[Collection entries]

+---+

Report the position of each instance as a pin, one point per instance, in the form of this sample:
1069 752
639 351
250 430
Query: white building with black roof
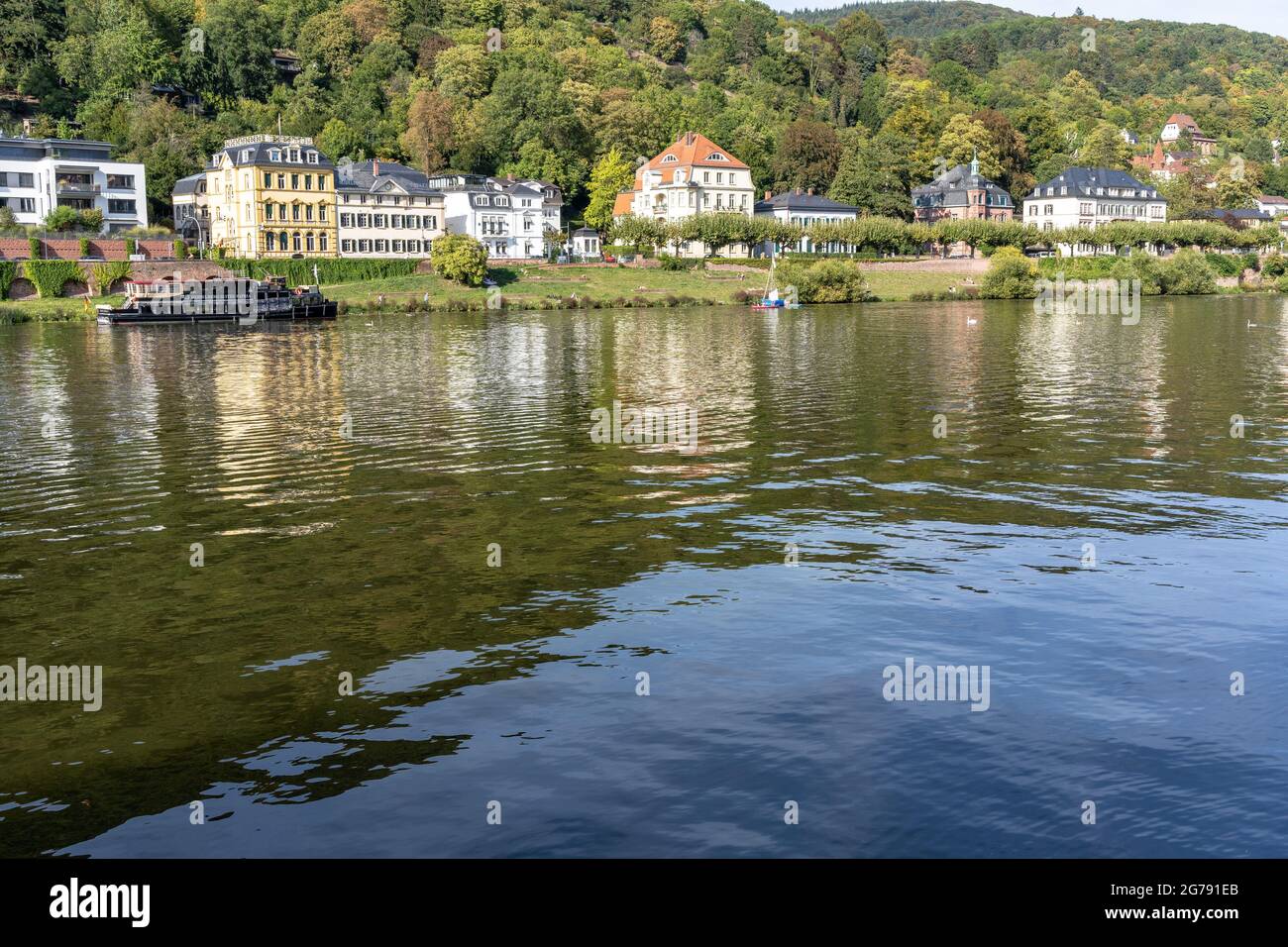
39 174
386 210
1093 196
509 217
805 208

+---+

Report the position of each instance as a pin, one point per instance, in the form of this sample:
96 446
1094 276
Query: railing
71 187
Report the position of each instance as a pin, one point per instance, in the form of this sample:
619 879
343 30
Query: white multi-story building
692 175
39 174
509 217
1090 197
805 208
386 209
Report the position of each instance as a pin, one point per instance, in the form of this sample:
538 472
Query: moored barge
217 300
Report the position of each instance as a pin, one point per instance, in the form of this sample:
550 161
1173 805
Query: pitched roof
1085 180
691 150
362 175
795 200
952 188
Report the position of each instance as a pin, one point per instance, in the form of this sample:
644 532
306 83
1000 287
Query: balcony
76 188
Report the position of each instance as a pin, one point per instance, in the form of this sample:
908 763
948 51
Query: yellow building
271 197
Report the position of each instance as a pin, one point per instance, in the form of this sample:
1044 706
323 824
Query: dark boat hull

+---+

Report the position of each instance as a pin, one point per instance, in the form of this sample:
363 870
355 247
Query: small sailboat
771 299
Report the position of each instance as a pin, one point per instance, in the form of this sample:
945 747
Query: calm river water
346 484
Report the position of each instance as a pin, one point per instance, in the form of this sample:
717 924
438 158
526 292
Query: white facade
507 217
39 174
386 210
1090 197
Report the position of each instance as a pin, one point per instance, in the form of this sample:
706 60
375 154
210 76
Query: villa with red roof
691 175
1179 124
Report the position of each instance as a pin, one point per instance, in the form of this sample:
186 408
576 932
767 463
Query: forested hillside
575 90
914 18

+---+

◆ **Work instruction**
Exactly the lines above from the one with "Query: yellow building" to the one with "Query: dark boat hull", both included, are to be quoted; leave the rest out.

◆ **Task output**
Query: yellow building
271 197
Report the position of each instance as a pin, one point per instance, in the form of this sample:
1044 706
323 824
Query: dark boat hull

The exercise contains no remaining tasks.